[Direction]
Beginning with the line that contains "like (373, 59).", extract each line through the end of the listing below, with no additions or omissions.

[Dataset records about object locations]
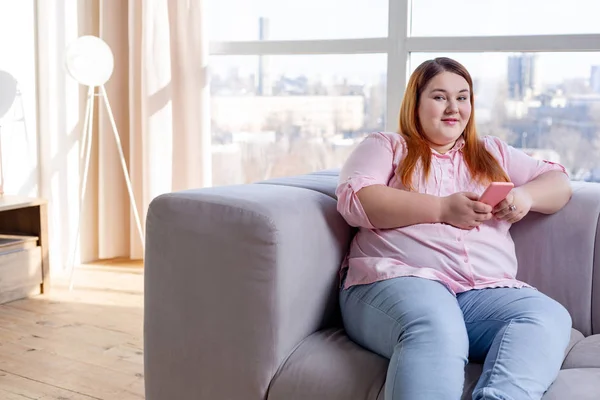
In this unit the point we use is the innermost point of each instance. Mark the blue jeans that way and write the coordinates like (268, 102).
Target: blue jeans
(520, 336)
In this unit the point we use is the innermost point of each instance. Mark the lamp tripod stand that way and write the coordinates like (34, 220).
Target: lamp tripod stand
(85, 152)
(90, 62)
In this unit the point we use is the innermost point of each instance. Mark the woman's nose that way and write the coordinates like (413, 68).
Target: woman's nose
(452, 107)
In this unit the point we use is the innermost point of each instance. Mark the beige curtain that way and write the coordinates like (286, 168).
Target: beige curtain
(159, 97)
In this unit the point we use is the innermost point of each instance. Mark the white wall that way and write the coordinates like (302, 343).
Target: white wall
(61, 103)
(18, 129)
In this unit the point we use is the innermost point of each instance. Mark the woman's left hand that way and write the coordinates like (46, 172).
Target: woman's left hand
(514, 207)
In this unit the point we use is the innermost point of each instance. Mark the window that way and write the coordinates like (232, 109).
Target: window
(281, 72)
(504, 17)
(245, 20)
(274, 116)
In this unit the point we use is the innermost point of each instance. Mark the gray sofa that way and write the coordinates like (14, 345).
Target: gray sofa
(241, 299)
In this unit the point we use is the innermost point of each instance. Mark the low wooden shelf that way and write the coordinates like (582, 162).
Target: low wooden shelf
(24, 273)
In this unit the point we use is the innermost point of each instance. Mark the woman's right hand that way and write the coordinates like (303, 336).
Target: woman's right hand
(463, 210)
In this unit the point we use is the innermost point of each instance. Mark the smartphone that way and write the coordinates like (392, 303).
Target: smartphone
(496, 192)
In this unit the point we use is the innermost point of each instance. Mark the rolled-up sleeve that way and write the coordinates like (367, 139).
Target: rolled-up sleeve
(520, 167)
(371, 163)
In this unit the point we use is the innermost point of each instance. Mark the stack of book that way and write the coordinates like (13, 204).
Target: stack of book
(12, 243)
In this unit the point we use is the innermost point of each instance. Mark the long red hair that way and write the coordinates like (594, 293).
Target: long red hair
(483, 166)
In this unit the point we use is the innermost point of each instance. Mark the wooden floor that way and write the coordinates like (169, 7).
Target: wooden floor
(84, 344)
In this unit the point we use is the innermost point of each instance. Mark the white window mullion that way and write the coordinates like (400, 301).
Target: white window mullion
(518, 44)
(289, 47)
(398, 58)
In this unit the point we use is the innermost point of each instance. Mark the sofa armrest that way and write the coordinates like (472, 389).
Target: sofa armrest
(559, 254)
(235, 278)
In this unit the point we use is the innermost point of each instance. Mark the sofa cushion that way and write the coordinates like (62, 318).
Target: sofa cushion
(329, 366)
(585, 354)
(473, 370)
(323, 183)
(576, 384)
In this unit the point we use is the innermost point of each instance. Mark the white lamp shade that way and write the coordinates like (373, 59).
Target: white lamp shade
(8, 92)
(89, 61)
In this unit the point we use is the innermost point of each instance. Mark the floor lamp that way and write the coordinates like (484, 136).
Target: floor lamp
(89, 60)
(8, 93)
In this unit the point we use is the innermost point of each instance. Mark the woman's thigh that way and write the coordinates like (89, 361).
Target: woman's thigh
(379, 314)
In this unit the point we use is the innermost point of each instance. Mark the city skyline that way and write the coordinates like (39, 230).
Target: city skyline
(321, 19)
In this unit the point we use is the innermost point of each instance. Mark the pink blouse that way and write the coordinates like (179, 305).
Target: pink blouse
(483, 257)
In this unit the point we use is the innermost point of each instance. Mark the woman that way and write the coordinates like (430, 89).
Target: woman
(429, 280)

[Written solution]
In this unit the point we use is the innermost point of each instance. Mark the white lamp shade that way and write the coordinates like (373, 59).
Target: white lamp shade
(8, 92)
(89, 61)
In this unit the point we use is the innermost point of each instance. Mark the floor lamp that way and write the coordinates like (484, 136).
Target: floor lamp
(89, 60)
(8, 93)
In this unit the point we use is the innermost point of each instance. Mark the woman's thigh that way and write the coordinates like (89, 361).
Target: woman's thigh
(379, 314)
In this unit the point we use is the innermost point of each instance. Mark the city skyline that way and write the coordinates like (39, 230).
Target: city skyline
(321, 19)
In this unit the point we use is the innermost point of each instance. Mark the pink blouse that way and write the coordinates like (179, 305).
Target: pink blouse
(483, 257)
In this unit the point we use is the innermost point of each instance. Mark the woman that way and write the coordinates like (430, 89).
Target: woman
(429, 280)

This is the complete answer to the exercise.